**Information provided**
━━━━━━━━━━━━━━━━━━━━

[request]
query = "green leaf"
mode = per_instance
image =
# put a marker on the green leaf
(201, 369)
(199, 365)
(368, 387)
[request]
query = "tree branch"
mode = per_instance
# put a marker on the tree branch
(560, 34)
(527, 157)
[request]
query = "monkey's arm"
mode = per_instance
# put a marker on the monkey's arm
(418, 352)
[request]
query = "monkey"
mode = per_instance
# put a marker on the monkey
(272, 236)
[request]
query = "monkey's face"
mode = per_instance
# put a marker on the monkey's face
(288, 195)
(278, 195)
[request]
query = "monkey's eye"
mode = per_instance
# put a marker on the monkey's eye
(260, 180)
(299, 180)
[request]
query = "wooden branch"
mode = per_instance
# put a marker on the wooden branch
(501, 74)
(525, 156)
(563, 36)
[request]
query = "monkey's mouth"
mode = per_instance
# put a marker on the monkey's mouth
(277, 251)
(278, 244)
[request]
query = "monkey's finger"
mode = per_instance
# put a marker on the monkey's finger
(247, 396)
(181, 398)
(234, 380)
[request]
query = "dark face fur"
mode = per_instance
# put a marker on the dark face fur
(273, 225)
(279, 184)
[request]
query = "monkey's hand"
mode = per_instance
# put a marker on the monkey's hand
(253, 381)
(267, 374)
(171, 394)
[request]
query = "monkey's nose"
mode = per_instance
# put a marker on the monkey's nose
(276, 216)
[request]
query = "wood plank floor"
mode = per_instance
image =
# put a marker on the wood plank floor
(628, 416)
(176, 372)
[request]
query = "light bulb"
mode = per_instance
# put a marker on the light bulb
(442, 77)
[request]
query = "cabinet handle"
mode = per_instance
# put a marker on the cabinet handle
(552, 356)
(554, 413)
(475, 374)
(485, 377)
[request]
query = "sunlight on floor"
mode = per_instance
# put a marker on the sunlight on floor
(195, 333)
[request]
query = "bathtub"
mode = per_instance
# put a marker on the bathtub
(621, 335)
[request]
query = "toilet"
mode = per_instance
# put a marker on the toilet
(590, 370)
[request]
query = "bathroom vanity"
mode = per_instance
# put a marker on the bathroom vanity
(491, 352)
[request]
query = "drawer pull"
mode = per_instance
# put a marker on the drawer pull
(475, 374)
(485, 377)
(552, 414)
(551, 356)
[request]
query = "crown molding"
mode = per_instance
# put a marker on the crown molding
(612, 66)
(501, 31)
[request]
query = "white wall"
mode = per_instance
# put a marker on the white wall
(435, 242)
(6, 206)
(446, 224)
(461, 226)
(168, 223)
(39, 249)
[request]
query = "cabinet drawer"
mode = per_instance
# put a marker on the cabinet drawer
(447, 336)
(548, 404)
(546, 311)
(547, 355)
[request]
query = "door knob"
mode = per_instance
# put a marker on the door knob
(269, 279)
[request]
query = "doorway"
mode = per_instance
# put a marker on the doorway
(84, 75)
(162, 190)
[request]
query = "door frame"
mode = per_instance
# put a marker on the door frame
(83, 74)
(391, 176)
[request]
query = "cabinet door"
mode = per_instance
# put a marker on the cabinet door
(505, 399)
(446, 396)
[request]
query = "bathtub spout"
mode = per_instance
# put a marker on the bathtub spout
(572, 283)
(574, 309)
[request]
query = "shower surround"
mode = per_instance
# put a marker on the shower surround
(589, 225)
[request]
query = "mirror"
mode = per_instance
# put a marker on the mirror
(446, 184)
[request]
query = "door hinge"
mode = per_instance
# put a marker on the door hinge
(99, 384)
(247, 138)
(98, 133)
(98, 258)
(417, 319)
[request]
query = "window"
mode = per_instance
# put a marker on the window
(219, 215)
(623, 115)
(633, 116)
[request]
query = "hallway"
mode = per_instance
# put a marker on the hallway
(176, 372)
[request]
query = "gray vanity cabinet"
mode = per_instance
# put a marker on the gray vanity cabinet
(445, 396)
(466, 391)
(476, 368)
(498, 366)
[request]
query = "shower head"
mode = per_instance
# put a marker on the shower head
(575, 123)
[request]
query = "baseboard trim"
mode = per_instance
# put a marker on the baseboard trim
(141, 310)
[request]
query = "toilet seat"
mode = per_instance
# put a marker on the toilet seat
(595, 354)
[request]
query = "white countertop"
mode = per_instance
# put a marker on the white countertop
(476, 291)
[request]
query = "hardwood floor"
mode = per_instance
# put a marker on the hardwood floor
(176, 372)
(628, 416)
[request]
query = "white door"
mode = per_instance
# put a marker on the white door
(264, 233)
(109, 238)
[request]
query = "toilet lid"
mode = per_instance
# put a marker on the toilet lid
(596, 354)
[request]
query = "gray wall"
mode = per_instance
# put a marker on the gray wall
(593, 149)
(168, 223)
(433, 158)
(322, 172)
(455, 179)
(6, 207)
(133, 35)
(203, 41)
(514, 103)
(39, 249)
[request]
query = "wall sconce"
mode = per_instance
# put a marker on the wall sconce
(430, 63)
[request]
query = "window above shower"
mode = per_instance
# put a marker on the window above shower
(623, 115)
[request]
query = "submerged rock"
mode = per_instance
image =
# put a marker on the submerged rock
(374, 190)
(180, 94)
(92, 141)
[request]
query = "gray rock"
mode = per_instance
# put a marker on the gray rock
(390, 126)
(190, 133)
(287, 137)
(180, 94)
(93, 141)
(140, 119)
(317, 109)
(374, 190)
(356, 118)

━━━━━━━━━━━━━━━━━━━━

**What is required**
Return all the data exactly as given.

**Reply to the task**
[request]
query = "green leaf"
mode = per_instance
image =
# put a marker on the green leaf
(201, 369)
(199, 365)
(368, 387)
[request]
query = "tree branch"
mode = per_instance
# put a marker on the tree branch
(560, 34)
(527, 157)
[request]
query = "monkey's arm"
mode = per_instance
# put a marker on the monkey's arm
(418, 352)
[request]
query = "monkey"
mode = per_instance
# put a marker on the monkey
(272, 236)
[request]
query = "monkey's face"
mode = per_instance
# put a marker on the monkey's face
(288, 195)
(278, 195)
[request]
query = "monkey's eye"
mode = per_instance
# put a marker on the monkey's eye
(260, 180)
(299, 180)
[request]
query = "wooden branch"
mode = per_instance
# put a marker on the wooden branch
(501, 74)
(525, 156)
(563, 36)
[request]
query = "monkey's mouth"
mode = per_instance
# put a marker on the monkey's mouth
(277, 251)
(278, 244)
[request]
query = "monkey's finger"
mode = per_instance
# put a marker on the monkey's finger
(247, 396)
(181, 398)
(234, 380)
[request]
query = "dark face fur"
mode = per_instance
# put a marker on the dark face fur
(273, 225)
(279, 184)
[request]
query = "monkey's hand"
mode = per_instance
# put a marker on the monkey's hand
(253, 381)
(267, 374)
(171, 394)
[request]
query = "monkey's nose"
mode = per_instance
# put a marker on the monkey's nose
(276, 216)
[request]
query = "wood plank floor"
mode = per_instance
image =
# put a marker on the wood plank floor
(628, 416)
(176, 372)
[request]
query = "light bulb"
mode = per_instance
# put a marker on the light bulb
(442, 77)
[request]
query = "cabinet handle"
mode = per_instance
# put a marker on the cabinet handle
(552, 356)
(554, 413)
(475, 374)
(485, 377)
[request]
query = "sunlight on floor"
mode = per_instance
# put a marker on the sunlight on floor
(195, 333)
[request]
query = "bathtub"
mode = per_instance
# put a marker on the bathtub
(621, 335)
[request]
query = "toilet"
mode = per_instance
# put a marker on the toilet
(590, 370)
[request]
query = "bathroom vanity"
mode = per_instance
# put a marker on the bathroom vanity
(491, 352)
[request]
query = "drawer pull"
mode = per_instance
# put a marker on the drawer pull
(475, 374)
(485, 377)
(552, 414)
(551, 356)
[request]
query = "crown molding"
mode = per_instance
# put a marker on the crown molding
(612, 66)
(501, 31)
[request]
query = "white wall"
mode = per_instance
# put a marker on the white wall
(435, 242)
(6, 206)
(446, 224)
(461, 226)
(168, 223)
(39, 249)
[request]
query = "cabinet drawer"
mode = per_instance
# put a marker on the cabinet drawer
(447, 336)
(548, 404)
(546, 311)
(547, 355)
[request]
query = "door knob"
mode = per_instance
# put a marker on the door knob
(269, 279)
[request]
query = "doorway"
mode = per_instance
# put a marker on the doorway
(84, 75)
(162, 190)
[request]
query = "door frame"
mode = per_instance
# put a marker on the door frame
(83, 74)
(391, 176)
[request]
query = "cabinet door"
mode = per_instance
# put a marker on the cabinet door
(505, 399)
(446, 396)
[request]
query = "bathtub spout"
mode = per_instance
# put a marker on the bathtub spout
(572, 283)
(574, 309)
[request]
query = "shower surround"
mode = per_instance
# put a marker on the shower surround
(589, 225)
[request]
query = "mirror"
mode = per_instance
# put a marker on the mirror
(446, 184)
[request]
query = "door hinge"
mode = per_instance
# put a marker on the door hinge
(99, 384)
(247, 138)
(98, 133)
(98, 258)
(417, 319)
[request]
query = "window"
mode = per_instance
# put a marker on the window
(219, 215)
(623, 115)
(633, 116)
[request]
query = "hallway"
mode = per_instance
# put a marker on the hallway
(176, 372)
[request]
query = "gray vanity cabinet"
mode = per_instance
# put a marker on the gray vanity cabinet
(445, 396)
(466, 391)
(476, 368)
(498, 366)
[request]
query = "shower head"
mode = per_instance
# put a marker on the shower head
(575, 123)
[request]
query = "baseboard trim"
mode = per_instance
# put a marker on the baseboard trim
(141, 310)
[request]
query = "toilet seat"
mode = per_instance
# put a marker on the toilet seat
(595, 354)
[request]
query = "white countertop"
mode = per_instance
# put a marker on the white countertop
(476, 291)
[request]
query = "hardwood floor"
mode = per_instance
# put a marker on the hardwood floor
(176, 372)
(628, 416)
[request]
query = "white door"
mode = per_instance
# put a marker on the white door
(264, 233)
(109, 238)
[request]
query = "toilet lid"
mode = per_instance
# put a marker on the toilet lid
(596, 354)
[request]
query = "gray wall"
mode = per_instance
# put a marker on the gray wall
(593, 149)
(168, 223)
(433, 158)
(322, 172)
(455, 179)
(6, 207)
(133, 35)
(203, 41)
(514, 103)
(39, 249)
[request]
query = "wall sconce"
mode = per_instance
# put a marker on the wall sconce
(430, 63)
[request]
query = "window above shower"
mode = per_instance
# put a marker on the window above shower
(623, 115)
[request]
query = "submerged rock"
mode = per_instance
image =
# put a marker on the submerged rock
(374, 190)
(180, 94)
(92, 141)
[request]
query = "gray rock"
mode = per_instance
# put a marker on the gray rock
(390, 126)
(190, 133)
(287, 137)
(180, 94)
(93, 141)
(140, 119)
(317, 109)
(374, 190)
(356, 118)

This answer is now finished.